_Passage to read_.
※

Just because you do not understand instantly how the system works, you demand to change it so it fits your needs and then you demand that every person in history of Torque3D before you is forced to change all his textures and all his workflow according to the way you like.

.

 

"do not instantly understand"?


Get off your high-horse, Duion. You don't know me.


You also don't know, nor speak for "everyone else using T3D".


I could easily flip your argument around to say "You just don't want the system to change because you're used to it and don't want to have to change how you do things", and it would certainly be a more reasonable assertion, because it's based on your own actual comments.


I'm arguing for replacing - or at least adding an option other than one that is woefully outdated - with something that's more up-to-date, more intuitive, more in line with how every other engine out there handles diffuse, detail, normal maps, that allows more people to use a texture workflow they're familiar with (because it's similar to most every other engine available on the market), etc... and that might even help make T3D a more attractive option to people whom (and we don't know how many there are or aren't, because not everyone will post about frustrations, they'll just go away) might be otherwise put off by the material system, among other things.


I've been trying to wrangle this texture system to consistently produce the kind of results I want since before it was open source. It's been extremely hit or miss at best. I've asked a number of times, each time hoping maybe someone can give a practical, direct explanation of the processes they're using to get their results...No one has. It's just been "oh you just have to make sure the values hover around 128" - which I already know. That's heightmaps 101, and how it works with anything where color value determines how something is rendered (such as heightmaps, or the "emboss" tool in Photoshop, different blending modes, etc). I understand how material systems work for real-time 3D games/apps.


The issue is with how *T3D* uniquely handles that blending, which is completely at odds with probably literally every other engine out there. There's this standard approach to how things like this are handled... and then there's the "T3D way", and the two do not overlap, at all.

※

_Given records_.
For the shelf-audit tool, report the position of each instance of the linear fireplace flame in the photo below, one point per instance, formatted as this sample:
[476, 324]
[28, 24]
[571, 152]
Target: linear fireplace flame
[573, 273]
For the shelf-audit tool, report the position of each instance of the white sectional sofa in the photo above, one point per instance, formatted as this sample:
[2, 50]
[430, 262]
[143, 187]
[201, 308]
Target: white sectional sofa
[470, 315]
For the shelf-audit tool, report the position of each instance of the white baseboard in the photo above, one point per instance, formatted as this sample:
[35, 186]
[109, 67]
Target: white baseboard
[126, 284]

※

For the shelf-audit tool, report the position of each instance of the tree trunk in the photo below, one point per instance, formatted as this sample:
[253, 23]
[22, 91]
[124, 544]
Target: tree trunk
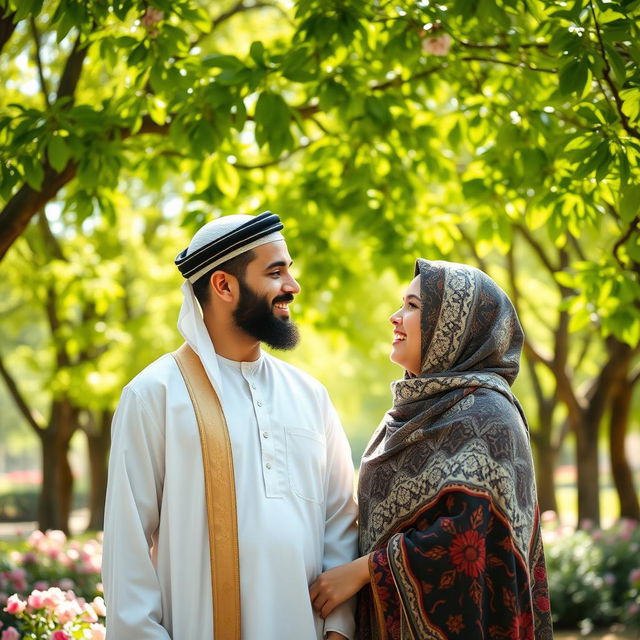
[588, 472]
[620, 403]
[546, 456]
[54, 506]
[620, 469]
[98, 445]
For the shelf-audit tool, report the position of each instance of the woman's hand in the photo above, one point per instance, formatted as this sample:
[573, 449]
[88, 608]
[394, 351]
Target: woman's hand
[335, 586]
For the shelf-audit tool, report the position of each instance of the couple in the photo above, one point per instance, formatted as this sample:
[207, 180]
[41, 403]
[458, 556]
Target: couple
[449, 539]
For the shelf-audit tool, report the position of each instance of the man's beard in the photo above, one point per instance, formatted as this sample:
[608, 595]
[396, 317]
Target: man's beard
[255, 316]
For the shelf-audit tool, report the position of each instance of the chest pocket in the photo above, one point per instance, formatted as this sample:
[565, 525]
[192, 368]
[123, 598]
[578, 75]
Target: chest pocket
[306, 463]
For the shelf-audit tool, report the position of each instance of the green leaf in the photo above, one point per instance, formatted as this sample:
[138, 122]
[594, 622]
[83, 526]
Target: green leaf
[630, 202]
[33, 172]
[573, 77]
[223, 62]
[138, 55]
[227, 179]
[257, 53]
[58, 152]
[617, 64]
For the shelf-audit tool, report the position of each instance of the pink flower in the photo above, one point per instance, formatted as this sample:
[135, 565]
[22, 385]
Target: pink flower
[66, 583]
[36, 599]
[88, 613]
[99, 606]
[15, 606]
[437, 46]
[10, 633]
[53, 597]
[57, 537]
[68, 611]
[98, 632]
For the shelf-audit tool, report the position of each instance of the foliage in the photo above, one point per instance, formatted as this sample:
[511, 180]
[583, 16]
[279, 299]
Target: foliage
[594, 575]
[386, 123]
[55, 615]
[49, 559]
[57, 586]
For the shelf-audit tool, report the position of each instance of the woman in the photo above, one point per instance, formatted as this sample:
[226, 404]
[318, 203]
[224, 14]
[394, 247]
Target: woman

※

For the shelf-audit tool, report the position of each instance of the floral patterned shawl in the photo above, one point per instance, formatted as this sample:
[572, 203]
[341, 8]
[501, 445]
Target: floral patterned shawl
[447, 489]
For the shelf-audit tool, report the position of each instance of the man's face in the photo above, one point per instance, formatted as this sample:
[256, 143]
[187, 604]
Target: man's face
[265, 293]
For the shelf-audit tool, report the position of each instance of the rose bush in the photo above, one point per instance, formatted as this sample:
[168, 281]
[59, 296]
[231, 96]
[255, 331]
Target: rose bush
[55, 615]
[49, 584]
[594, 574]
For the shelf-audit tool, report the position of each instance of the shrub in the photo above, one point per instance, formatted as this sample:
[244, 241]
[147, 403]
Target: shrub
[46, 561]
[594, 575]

※

_Task_.
In the post about the Torque3D texture system, what value is the writer told the values should hover around? The listing has no connection to the post about the Torque3D texture system.

_Exercise result_.
Around 128.